## Start DATASET CONTENT

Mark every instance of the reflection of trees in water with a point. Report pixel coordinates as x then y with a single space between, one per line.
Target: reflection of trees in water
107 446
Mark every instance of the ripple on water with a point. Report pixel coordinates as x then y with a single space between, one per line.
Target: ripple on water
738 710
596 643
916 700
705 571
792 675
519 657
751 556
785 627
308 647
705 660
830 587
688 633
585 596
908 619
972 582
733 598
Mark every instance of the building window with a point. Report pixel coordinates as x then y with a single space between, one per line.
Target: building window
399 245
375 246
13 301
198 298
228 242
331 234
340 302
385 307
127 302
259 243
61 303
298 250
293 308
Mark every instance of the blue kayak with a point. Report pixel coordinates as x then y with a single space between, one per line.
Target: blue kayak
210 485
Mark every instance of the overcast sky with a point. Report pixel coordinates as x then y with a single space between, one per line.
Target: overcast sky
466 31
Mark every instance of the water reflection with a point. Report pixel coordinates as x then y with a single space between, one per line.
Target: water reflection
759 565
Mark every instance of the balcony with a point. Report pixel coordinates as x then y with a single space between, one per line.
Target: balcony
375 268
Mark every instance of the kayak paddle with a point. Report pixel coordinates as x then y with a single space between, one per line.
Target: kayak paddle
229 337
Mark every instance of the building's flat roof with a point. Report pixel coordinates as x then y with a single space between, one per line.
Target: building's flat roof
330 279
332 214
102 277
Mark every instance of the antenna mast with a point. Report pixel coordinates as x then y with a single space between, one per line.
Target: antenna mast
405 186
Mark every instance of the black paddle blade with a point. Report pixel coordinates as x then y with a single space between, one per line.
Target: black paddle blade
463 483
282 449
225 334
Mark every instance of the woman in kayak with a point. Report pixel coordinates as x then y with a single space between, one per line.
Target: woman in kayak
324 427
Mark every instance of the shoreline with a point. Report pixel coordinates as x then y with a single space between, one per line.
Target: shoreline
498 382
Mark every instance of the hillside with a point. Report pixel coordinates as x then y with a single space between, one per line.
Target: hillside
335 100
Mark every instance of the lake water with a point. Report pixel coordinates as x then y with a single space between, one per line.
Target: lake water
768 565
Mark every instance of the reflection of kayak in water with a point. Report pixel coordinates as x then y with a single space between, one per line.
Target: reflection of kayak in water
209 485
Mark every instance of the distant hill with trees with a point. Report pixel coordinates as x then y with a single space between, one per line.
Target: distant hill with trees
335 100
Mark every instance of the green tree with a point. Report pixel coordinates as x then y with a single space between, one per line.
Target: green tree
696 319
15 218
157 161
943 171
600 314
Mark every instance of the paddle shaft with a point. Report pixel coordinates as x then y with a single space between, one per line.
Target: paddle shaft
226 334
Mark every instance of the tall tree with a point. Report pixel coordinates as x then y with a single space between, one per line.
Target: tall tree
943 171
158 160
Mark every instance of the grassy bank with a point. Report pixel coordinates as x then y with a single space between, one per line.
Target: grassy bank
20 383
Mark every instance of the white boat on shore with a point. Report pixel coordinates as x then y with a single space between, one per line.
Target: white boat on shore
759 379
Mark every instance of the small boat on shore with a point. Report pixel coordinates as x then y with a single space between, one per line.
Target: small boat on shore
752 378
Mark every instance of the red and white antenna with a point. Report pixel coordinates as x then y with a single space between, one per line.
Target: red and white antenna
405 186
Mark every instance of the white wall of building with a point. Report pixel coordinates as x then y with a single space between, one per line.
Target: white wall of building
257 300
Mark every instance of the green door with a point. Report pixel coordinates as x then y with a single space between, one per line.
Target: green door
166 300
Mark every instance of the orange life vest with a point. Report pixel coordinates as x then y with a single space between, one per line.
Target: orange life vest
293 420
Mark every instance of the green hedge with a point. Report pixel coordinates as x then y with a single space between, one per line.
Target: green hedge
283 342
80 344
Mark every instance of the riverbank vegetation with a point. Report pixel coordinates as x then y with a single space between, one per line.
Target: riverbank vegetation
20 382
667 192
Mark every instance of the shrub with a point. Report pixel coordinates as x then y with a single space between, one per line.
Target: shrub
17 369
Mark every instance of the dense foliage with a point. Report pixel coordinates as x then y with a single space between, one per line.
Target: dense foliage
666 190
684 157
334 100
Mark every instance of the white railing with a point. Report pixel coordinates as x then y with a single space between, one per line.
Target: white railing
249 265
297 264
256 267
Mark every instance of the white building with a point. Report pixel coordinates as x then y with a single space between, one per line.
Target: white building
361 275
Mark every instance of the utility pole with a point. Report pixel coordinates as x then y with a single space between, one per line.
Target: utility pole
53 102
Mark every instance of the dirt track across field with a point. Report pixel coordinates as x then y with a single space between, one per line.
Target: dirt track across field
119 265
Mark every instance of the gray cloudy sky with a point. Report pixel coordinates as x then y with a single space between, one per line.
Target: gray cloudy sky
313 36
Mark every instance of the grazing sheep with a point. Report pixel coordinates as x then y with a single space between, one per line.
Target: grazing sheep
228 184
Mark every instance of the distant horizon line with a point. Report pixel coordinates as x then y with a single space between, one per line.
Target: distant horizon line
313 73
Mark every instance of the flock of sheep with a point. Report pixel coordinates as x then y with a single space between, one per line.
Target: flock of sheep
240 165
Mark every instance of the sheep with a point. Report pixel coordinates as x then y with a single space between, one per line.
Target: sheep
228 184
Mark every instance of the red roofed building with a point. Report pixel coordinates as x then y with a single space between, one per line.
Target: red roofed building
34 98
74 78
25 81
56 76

## End DATASET CONTENT
## Start DATASET CONTENT

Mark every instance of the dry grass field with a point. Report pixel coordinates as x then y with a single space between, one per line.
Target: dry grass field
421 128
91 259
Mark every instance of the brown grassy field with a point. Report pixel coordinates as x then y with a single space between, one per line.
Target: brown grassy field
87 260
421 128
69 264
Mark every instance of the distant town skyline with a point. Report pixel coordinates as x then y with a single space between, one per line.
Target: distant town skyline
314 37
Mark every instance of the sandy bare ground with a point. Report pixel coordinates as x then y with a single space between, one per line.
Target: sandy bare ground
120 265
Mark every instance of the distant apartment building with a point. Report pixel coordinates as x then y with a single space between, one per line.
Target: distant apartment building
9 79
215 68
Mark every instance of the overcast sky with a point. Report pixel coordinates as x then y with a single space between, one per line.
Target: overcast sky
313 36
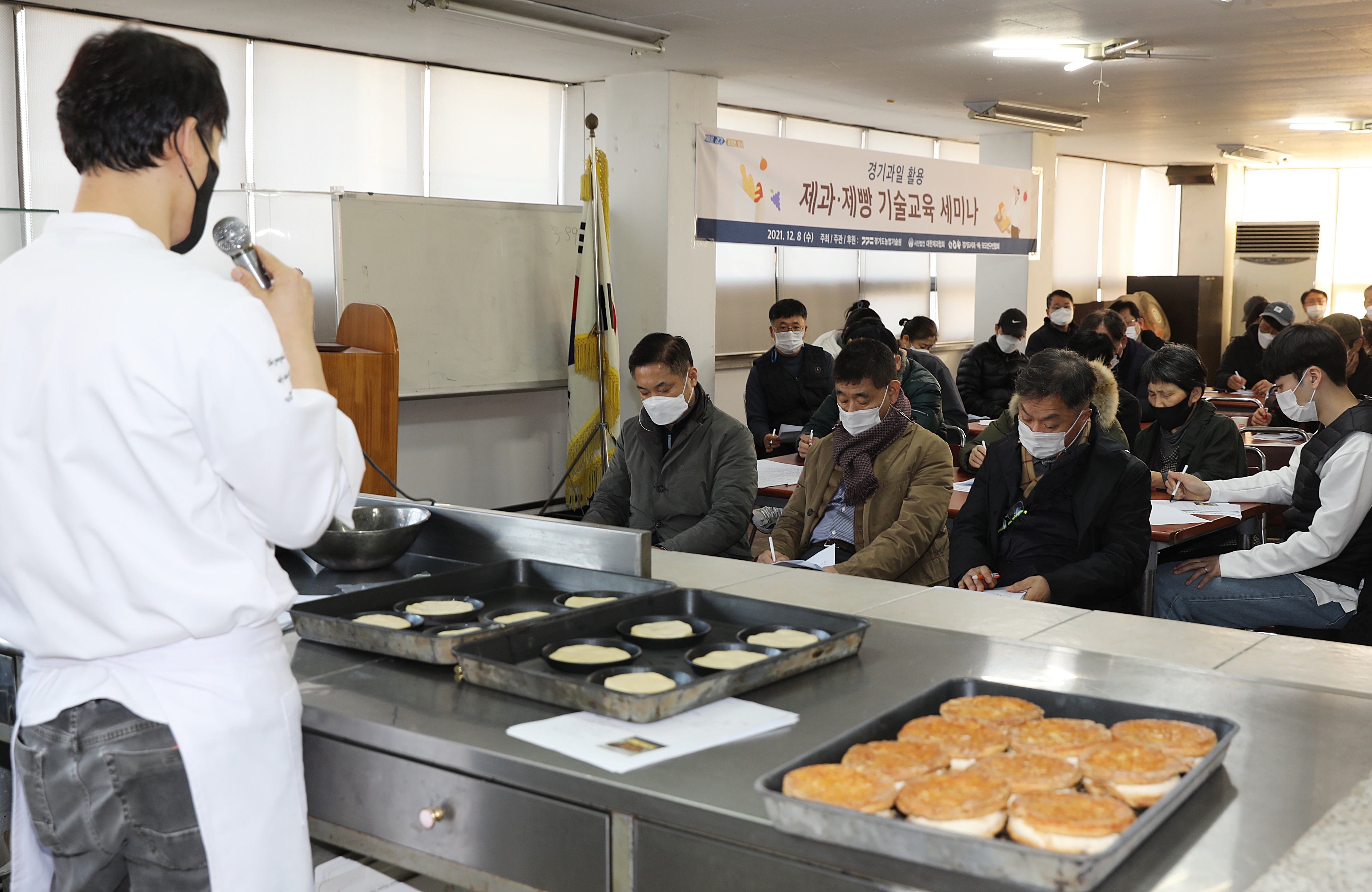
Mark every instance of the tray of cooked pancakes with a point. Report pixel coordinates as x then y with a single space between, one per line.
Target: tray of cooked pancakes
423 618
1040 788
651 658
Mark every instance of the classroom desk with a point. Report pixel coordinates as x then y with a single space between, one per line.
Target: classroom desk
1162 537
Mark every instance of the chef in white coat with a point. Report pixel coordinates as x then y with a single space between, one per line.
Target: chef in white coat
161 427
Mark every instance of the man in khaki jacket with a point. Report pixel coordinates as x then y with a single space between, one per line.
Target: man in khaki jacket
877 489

## End DATASET CONTENT
## Start DATASET CONTENT

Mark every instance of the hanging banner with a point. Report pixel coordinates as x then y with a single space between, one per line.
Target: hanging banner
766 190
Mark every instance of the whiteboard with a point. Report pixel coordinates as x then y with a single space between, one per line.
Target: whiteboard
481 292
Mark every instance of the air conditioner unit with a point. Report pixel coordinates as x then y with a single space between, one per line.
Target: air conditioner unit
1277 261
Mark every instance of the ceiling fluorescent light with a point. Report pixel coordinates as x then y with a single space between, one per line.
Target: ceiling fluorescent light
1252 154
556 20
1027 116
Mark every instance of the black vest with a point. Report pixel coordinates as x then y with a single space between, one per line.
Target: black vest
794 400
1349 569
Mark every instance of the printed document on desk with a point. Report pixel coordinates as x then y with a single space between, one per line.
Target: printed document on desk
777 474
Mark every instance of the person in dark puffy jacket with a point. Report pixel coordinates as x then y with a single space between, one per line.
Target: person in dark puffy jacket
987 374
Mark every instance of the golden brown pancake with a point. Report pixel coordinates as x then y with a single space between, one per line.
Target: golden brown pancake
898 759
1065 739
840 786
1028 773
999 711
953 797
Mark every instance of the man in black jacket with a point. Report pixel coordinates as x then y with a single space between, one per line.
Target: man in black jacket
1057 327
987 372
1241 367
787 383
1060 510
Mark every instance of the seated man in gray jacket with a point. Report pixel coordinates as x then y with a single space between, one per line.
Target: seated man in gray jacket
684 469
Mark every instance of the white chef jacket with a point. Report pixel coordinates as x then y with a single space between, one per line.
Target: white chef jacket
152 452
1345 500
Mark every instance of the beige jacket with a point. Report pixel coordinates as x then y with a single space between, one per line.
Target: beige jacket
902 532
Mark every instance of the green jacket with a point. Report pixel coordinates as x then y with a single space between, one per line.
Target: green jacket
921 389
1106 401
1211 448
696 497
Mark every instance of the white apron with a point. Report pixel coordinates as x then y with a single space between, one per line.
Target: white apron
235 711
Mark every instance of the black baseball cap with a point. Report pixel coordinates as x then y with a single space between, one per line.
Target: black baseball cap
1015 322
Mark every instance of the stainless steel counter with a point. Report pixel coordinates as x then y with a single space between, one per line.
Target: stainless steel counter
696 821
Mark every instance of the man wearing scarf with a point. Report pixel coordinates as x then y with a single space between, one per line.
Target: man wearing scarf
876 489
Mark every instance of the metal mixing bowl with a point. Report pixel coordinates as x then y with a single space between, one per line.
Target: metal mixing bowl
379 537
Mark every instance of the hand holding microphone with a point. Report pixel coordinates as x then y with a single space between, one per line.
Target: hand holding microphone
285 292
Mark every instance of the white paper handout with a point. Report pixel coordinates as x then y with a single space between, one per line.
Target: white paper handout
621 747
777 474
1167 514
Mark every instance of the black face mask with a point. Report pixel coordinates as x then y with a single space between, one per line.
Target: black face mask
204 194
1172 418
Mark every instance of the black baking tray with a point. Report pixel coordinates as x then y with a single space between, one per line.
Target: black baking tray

## End DATASET CONTENT

### PROBLEM
Return every line of the listing above that contains the word "railing", treating uppercase and lowercase letters as different.

### WRITTEN SOLUTION
Mark every instance of the white railing with a point. Report pixel coordinates as x then y with a single space between, one per line.
Target: white railing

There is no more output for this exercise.